**Written exercise**
Copy out every line of the entries below word for word, omitting the pictures.

**Dataset records**
-- BEGIN --

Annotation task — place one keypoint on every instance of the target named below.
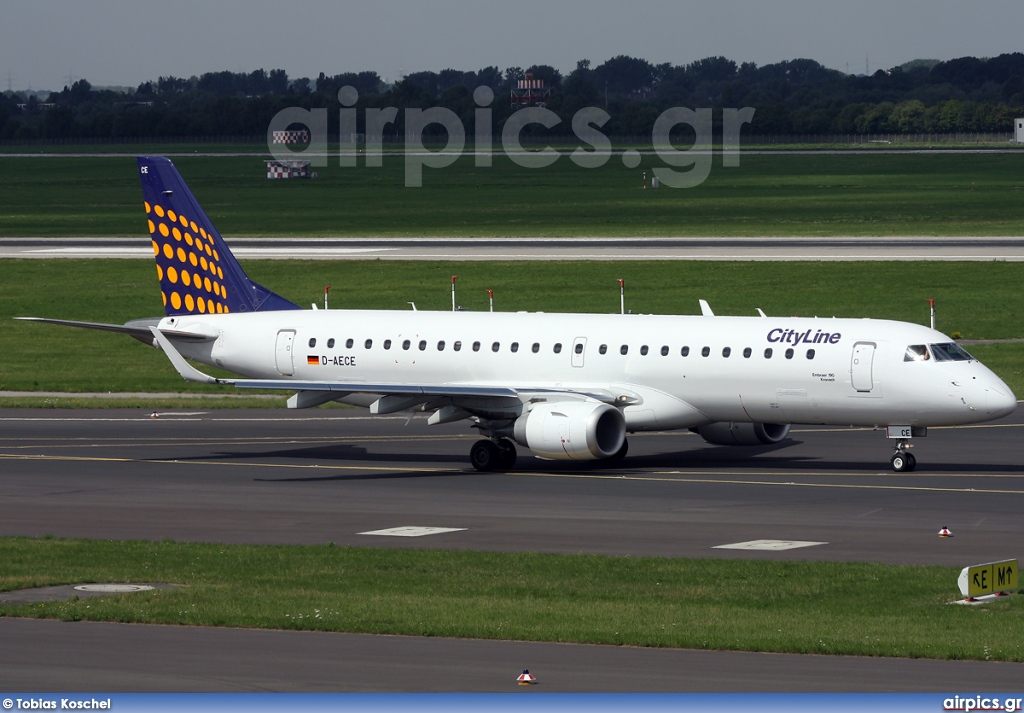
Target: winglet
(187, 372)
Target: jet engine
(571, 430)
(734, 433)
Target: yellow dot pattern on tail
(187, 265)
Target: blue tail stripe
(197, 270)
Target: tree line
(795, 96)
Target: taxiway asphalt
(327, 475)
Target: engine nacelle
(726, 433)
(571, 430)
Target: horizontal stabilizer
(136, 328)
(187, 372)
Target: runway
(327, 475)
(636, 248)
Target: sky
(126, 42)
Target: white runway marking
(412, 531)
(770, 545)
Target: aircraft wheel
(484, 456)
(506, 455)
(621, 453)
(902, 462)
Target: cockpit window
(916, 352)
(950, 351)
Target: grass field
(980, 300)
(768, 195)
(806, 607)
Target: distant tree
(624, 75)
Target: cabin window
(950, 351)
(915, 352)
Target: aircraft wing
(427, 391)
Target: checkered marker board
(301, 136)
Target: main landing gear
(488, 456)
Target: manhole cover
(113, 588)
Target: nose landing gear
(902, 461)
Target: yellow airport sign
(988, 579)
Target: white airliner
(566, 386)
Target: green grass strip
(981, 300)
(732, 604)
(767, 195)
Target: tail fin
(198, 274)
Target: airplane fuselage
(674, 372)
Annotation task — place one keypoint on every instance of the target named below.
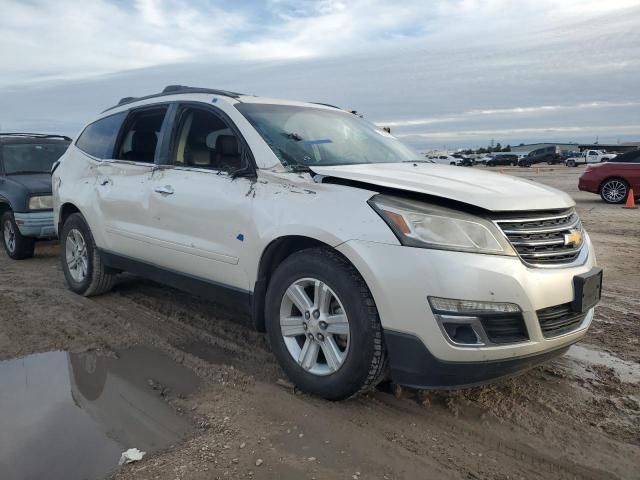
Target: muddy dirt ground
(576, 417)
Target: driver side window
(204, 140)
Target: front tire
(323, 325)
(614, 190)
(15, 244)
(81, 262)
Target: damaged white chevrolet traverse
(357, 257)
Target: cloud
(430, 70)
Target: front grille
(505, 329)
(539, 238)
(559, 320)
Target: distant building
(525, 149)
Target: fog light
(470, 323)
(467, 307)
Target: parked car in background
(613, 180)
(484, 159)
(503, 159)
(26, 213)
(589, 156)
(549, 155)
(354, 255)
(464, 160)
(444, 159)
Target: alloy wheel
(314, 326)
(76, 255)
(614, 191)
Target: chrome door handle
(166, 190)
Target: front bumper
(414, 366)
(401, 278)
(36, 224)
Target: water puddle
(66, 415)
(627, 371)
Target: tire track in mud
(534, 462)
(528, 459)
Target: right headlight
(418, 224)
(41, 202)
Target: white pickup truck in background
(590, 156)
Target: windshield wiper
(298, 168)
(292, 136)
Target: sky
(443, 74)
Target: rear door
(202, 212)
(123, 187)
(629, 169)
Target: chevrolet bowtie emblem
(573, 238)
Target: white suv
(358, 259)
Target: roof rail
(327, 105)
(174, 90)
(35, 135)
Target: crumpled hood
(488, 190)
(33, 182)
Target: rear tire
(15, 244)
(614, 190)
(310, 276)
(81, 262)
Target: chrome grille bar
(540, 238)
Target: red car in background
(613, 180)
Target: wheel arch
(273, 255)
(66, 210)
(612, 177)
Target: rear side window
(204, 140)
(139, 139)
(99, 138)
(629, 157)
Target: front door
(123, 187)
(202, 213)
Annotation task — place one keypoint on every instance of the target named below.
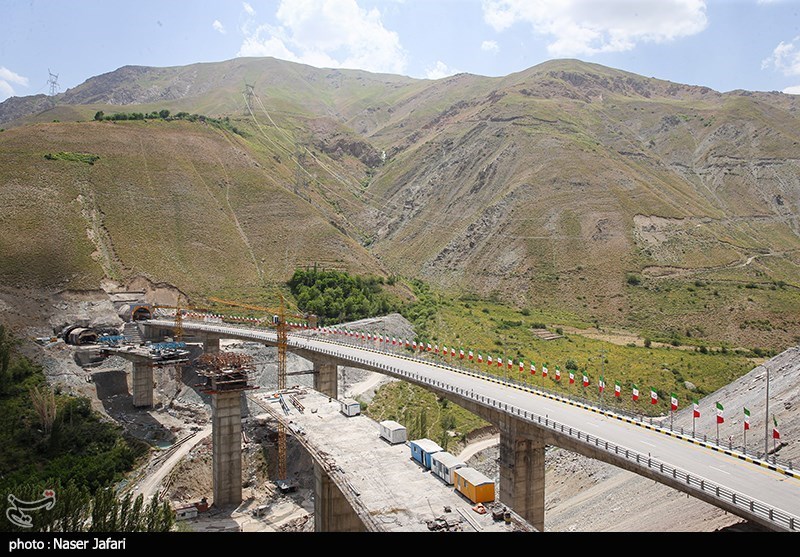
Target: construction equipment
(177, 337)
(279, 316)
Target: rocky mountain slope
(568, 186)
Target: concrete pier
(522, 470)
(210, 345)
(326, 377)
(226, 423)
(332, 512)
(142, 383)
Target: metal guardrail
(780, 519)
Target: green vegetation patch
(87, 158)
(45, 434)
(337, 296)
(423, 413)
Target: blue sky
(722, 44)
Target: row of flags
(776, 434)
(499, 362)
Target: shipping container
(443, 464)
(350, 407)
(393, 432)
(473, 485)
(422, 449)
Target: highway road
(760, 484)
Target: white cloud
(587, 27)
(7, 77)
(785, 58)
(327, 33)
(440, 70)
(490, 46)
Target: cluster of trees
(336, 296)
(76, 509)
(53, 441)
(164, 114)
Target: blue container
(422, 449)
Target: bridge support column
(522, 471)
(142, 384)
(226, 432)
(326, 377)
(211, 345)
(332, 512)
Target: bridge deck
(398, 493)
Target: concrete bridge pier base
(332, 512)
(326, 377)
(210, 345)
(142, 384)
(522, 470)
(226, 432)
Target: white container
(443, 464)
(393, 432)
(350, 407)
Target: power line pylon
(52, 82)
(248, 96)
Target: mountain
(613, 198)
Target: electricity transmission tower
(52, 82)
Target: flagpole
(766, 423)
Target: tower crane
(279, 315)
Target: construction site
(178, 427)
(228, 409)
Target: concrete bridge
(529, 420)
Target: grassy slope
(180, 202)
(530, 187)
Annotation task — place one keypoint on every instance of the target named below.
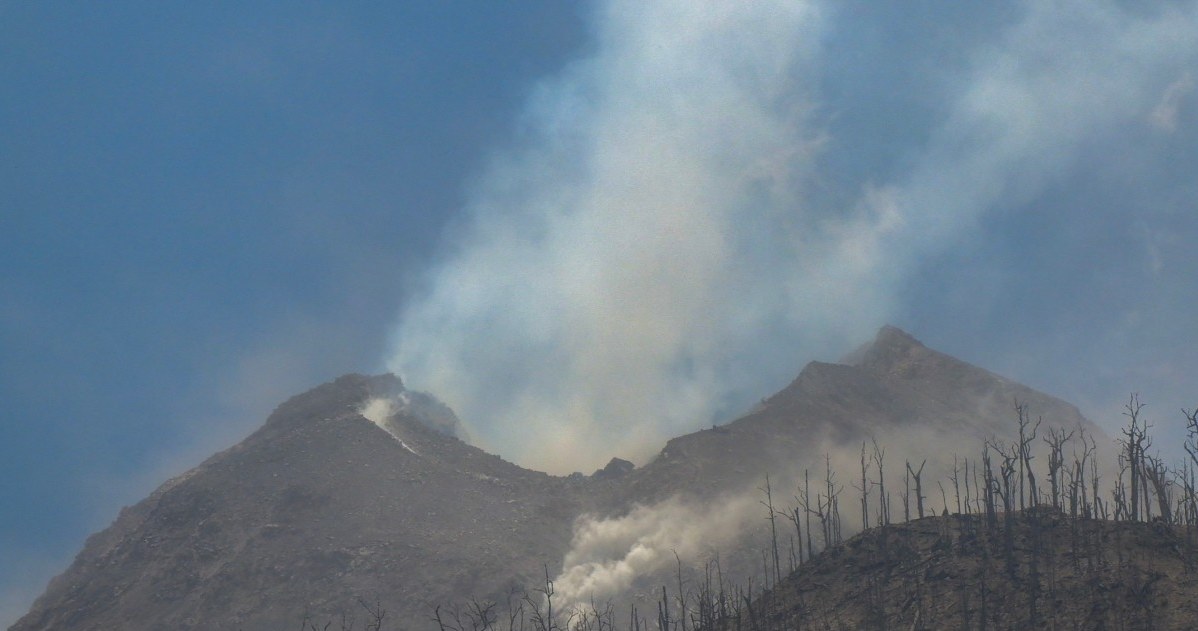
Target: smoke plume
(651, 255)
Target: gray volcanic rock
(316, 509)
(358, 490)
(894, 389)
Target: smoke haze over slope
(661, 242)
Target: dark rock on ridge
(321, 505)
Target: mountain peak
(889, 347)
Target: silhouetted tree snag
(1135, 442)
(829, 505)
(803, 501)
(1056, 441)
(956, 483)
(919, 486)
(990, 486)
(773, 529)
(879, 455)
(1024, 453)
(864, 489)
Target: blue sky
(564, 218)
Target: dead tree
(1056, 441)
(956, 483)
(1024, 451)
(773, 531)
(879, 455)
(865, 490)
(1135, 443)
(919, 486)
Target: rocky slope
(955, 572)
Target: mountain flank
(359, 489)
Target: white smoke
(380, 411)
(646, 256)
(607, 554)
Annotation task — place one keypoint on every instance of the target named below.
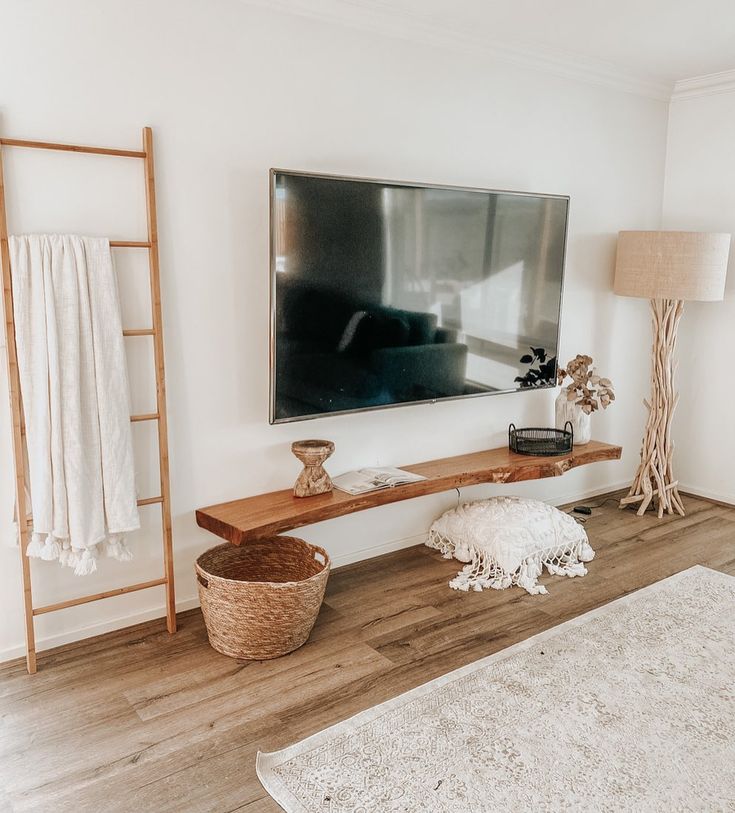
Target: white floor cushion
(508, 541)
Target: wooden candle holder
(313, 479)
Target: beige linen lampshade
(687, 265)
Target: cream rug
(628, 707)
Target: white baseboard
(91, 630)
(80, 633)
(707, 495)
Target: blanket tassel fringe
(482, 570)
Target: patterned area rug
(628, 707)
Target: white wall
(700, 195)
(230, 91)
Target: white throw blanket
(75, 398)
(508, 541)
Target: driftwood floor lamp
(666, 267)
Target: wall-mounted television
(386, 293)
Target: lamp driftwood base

-- END --

**Answer to this problem**
Annotation task — place one keypoint on every instance of the target named below.
Target: winglet
(187, 372)
Target: jet engine
(571, 430)
(734, 433)
Target: yellow dot pattern on tail
(187, 265)
Target: blue tail stripe
(197, 270)
Target: tree line
(795, 96)
Target: taxiway asphalt
(327, 475)
Target: engine nacelle
(726, 433)
(571, 430)
Target: horizontal stabilizer
(136, 328)
(187, 372)
Target: runway
(327, 475)
(636, 248)
Target: sky
(126, 42)
Target: white runway marking
(412, 531)
(770, 545)
Target: aircraft wheel
(484, 456)
(506, 455)
(621, 453)
(902, 462)
Target: cockpit window
(916, 352)
(950, 351)
Target: grass field
(980, 300)
(768, 195)
(806, 607)
Target: distant tree
(624, 75)
Target: cabin window
(950, 351)
(915, 352)
Target: aircraft wing
(427, 391)
Target: checkered marker board
(301, 136)
Target: main landing gear
(488, 456)
Target: manhole cover
(113, 588)
Target: nose landing gear
(902, 461)
Target: yellow airport sign
(988, 579)
Target: white airliner
(566, 386)
Target: green grass strip
(981, 300)
(732, 604)
(767, 195)
Target: tail fin
(198, 274)
Target: airplane fuselage
(674, 372)
Annotation task — place one keypoint on every instance of the target named below.
Target: muddy dirt ground
(576, 417)
Target: driver side window
(204, 140)
Target: front tire
(323, 325)
(614, 190)
(15, 244)
(81, 262)
Target: damaged white chevrolet traverse
(357, 257)
Target: cloud
(430, 70)
Target: front grille
(505, 329)
(539, 238)
(559, 320)
Target: distant building
(525, 149)
Target: fog light
(470, 323)
(467, 307)
Target: parked car in background
(613, 180)
(484, 159)
(503, 159)
(26, 213)
(589, 156)
(549, 155)
(354, 255)
(464, 160)
(444, 159)
Target: alloy wheel
(314, 326)
(76, 255)
(614, 191)
Target: chrome door handle
(166, 190)
Target: front bumper
(414, 366)
(401, 278)
(36, 224)
Target: water puddle
(66, 415)
(627, 371)
Target: tire track in mud
(534, 462)
(528, 459)
Target: right headlight
(418, 224)
(41, 202)
Target: white pickup truck in background
(590, 156)
Target: windshield wiper
(298, 168)
(292, 136)
Target: sky
(443, 74)
Target: rear door
(202, 212)
(123, 187)
(629, 169)
Target: chevrolet bowtie emblem
(573, 238)
Target: white suv
(358, 259)
Target: roof rail
(327, 105)
(174, 90)
(35, 135)
Target: crumpled hood
(488, 190)
(33, 182)
Target: rear tire
(15, 244)
(614, 190)
(310, 276)
(81, 262)
Target: chrome grille bar
(540, 238)
Target: red car in background
(613, 180)
Target: wheel arch
(273, 255)
(66, 210)
(612, 177)
Target: rear side window
(204, 140)
(139, 139)
(99, 138)
(629, 157)
Target: front door
(123, 187)
(202, 213)
Annotation task — place one keypoint on every instance of the target named below.
Target: construction equipment
(177, 337)
(279, 316)
Target: rocky mountain slope
(568, 186)
Target: concrete pier
(522, 470)
(210, 345)
(326, 377)
(226, 423)
(332, 512)
(142, 383)
Target: metal guardrail
(780, 519)
Target: green vegetation patch
(87, 158)
(45, 434)
(337, 296)
(423, 413)
Target: blue sky
(722, 44)
Target: row of flags
(776, 434)
(499, 362)
Target: shipping container
(443, 464)
(350, 407)
(393, 432)
(473, 485)
(422, 449)
Target: highway road
(760, 484)
Target: white cloud
(587, 27)
(7, 77)
(785, 58)
(327, 33)
(440, 70)
(490, 46)
Target: cluster of trees
(336, 296)
(76, 509)
(53, 441)
(164, 114)
Target: blue container
(422, 449)
Target: bridge support column
(522, 471)
(142, 384)
(226, 432)
(326, 377)
(211, 345)
(332, 512)
Target: bridge deck
(398, 493)
Target: concrete bridge pier base
(332, 512)
(326, 377)
(210, 345)
(142, 384)
(522, 470)
(226, 432)
Target: white container
(443, 464)
(393, 432)
(350, 407)
Target: power line pylon
(52, 82)
(248, 96)
Target: mountain
(613, 198)
Target: electricity transmission tower
(52, 82)
Target: flagpole
(766, 423)
Target: tower crane
(279, 315)
Target: construction site
(178, 427)
(228, 409)
Target: concrete bridge
(529, 420)
Target: grassy slope
(180, 202)
(530, 187)
Annotation task — place one keypoint on every instance of the target named below.
Target: smoke plume
(651, 255)
Target: gray volcanic rock
(316, 509)
(358, 490)
(894, 389)
Target: smoke haze over slope
(661, 242)
Target: dark rock on ridge
(321, 505)
Target: mountain peak
(889, 347)
Target: silhouetted tree snag
(1135, 442)
(829, 505)
(803, 501)
(1056, 441)
(956, 483)
(919, 486)
(990, 486)
(773, 529)
(879, 455)
(1024, 453)
(864, 489)
Target: blue sky
(564, 218)
Target: dead tree
(1056, 441)
(956, 483)
(1024, 451)
(773, 531)
(879, 455)
(865, 490)
(1135, 443)
(919, 486)
Target: rocky slope
(955, 572)
Target: mountain flank
(359, 489)
Target: white smoke
(380, 411)
(646, 256)
(607, 554)
Annotation task — place one keypoint on every instance of the target named below.
Target: white floor cushion
(508, 541)
Target: wooden candle holder
(313, 479)
Target: beige linen lampshade
(687, 265)
Target: cream rug
(628, 707)
Target: white baseboard
(91, 630)
(80, 633)
(707, 495)
Target: blanket tassel fringe
(482, 570)
Target: patterned area rug
(628, 707)
Target: white wall
(700, 195)
(230, 91)
Target: white throw blanket
(75, 398)
(508, 541)
Target: driftwood floor lamp
(666, 267)
Target: wall-mounted television
(386, 293)
Target: lamp driftwood base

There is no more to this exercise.